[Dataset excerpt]
-- Begin --
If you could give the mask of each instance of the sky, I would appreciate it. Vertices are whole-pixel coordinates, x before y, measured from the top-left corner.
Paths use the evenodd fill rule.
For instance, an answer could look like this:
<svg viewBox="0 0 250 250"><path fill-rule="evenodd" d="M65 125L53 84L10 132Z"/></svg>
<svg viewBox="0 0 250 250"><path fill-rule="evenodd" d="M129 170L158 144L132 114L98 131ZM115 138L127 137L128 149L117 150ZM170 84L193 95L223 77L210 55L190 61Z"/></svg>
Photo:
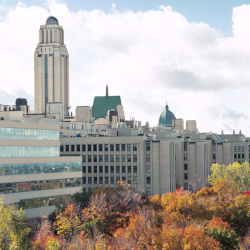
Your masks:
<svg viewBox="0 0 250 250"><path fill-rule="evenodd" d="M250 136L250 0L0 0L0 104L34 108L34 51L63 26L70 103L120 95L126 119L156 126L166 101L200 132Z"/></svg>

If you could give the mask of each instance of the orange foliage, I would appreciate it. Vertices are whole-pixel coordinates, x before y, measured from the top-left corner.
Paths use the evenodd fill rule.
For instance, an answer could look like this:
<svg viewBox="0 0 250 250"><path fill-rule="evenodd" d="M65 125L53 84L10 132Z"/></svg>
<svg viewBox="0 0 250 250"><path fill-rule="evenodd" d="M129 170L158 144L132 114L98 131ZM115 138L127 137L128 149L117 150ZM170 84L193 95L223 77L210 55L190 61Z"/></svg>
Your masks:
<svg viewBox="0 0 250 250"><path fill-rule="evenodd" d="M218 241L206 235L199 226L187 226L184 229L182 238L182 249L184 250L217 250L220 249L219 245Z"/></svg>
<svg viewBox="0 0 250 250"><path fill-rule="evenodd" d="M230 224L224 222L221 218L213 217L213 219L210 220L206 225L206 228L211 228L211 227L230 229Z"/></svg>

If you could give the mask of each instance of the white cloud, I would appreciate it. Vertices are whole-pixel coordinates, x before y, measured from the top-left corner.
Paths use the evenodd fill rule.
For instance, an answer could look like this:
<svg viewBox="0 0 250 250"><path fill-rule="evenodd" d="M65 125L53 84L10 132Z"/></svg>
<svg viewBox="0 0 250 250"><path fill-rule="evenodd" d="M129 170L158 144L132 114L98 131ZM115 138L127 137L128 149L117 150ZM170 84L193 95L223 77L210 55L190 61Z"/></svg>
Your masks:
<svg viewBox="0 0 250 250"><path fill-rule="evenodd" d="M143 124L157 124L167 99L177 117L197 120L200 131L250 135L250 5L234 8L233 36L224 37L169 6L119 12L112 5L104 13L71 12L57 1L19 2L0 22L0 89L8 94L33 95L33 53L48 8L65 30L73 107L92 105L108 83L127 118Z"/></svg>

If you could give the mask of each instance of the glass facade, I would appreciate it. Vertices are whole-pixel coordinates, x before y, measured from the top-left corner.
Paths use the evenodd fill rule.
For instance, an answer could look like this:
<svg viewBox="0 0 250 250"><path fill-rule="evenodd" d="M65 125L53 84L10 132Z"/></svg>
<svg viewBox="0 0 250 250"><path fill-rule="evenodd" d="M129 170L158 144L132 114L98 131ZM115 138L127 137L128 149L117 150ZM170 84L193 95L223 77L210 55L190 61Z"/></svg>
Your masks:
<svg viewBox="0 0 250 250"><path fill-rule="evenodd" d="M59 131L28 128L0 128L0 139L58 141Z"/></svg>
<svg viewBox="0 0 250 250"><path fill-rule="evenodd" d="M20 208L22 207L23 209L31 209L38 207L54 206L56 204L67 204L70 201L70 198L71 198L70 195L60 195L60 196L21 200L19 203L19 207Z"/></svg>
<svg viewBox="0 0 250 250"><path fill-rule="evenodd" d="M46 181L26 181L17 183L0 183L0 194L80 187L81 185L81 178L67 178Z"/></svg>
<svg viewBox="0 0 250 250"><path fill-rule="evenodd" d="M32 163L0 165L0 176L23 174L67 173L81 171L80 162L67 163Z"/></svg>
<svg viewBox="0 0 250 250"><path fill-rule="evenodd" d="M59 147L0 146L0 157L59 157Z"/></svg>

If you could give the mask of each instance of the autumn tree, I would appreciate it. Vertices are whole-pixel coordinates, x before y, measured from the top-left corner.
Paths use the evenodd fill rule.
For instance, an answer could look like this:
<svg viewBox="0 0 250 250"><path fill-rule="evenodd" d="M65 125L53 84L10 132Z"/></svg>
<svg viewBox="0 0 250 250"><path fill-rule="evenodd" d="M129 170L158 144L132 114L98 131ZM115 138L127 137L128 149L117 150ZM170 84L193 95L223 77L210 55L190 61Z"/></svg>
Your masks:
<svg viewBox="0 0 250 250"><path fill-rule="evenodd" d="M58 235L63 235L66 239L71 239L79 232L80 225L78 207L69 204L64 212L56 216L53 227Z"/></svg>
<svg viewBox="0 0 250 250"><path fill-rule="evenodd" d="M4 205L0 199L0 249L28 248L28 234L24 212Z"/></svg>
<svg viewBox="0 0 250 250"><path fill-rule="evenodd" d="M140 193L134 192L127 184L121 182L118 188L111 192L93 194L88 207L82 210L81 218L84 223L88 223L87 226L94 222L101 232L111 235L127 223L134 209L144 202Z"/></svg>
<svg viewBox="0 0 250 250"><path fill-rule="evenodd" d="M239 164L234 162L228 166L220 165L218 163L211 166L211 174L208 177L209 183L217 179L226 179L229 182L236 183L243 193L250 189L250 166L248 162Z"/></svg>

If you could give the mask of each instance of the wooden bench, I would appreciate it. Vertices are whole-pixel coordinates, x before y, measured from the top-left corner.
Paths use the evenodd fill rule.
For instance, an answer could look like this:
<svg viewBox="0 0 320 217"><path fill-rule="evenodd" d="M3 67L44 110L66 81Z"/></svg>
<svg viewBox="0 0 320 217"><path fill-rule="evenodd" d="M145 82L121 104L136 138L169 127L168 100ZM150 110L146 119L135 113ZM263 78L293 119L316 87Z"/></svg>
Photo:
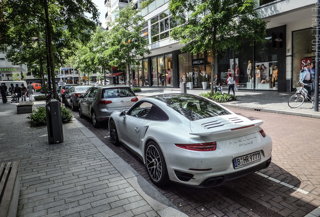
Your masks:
-- End --
TASK TO COMPLETE. Retype the lines above, from the line containing "of the orange" up to and including the line containing "124L157 124L167 99L177".

REPLY TO THE EXERCISE.
If you could give the mask of each instance of the orange foliage, I would appreciate it. Vertices are whole-pixel coordinates, x before y, measured from the top-left corner.
Paths use the evenodd fill rule.
For instance, an answer could look like this:
<svg viewBox="0 0 250 250"><path fill-rule="evenodd" d="M65 125L53 84L10 132Z"/></svg>
<svg viewBox="0 0 250 250"><path fill-rule="evenodd" d="M129 170L158 144L132 114L98 131ZM115 138L127 137L128 149L117 150ZM170 84L193 95L223 77L210 55L190 61Z"/></svg>
Your masks:
<svg viewBox="0 0 250 250"><path fill-rule="evenodd" d="M218 241L206 235L199 226L187 226L184 229L182 238L182 249L184 250L217 250L220 249L219 245Z"/></svg>
<svg viewBox="0 0 250 250"><path fill-rule="evenodd" d="M230 224L224 222L221 218L213 217L213 219L210 220L206 225L206 228L211 228L211 227L230 229Z"/></svg>

If you could give the mask of each instance of the white cloud, I would appreciate it. Vertices are whole-pixel coordinates, x before y, measured from the top-left corner.
Paths use the evenodd fill rule.
For instance, an answer could look like this:
<svg viewBox="0 0 250 250"><path fill-rule="evenodd" d="M65 125L53 84L10 132Z"/></svg>
<svg viewBox="0 0 250 250"><path fill-rule="evenodd" d="M129 170L158 144L132 114L98 131ZM115 138L127 137L128 149L117 150ZM170 84L193 95L223 77L210 55L190 61Z"/></svg>
Your masks:
<svg viewBox="0 0 250 250"><path fill-rule="evenodd" d="M143 124L157 124L167 99L177 117L197 120L200 131L250 135L250 5L234 8L233 36L224 37L169 6L119 12L112 5L104 13L71 12L57 1L19 2L0 22L0 89L8 94L33 95L33 53L48 8L65 30L73 107L92 105L108 83L127 118Z"/></svg>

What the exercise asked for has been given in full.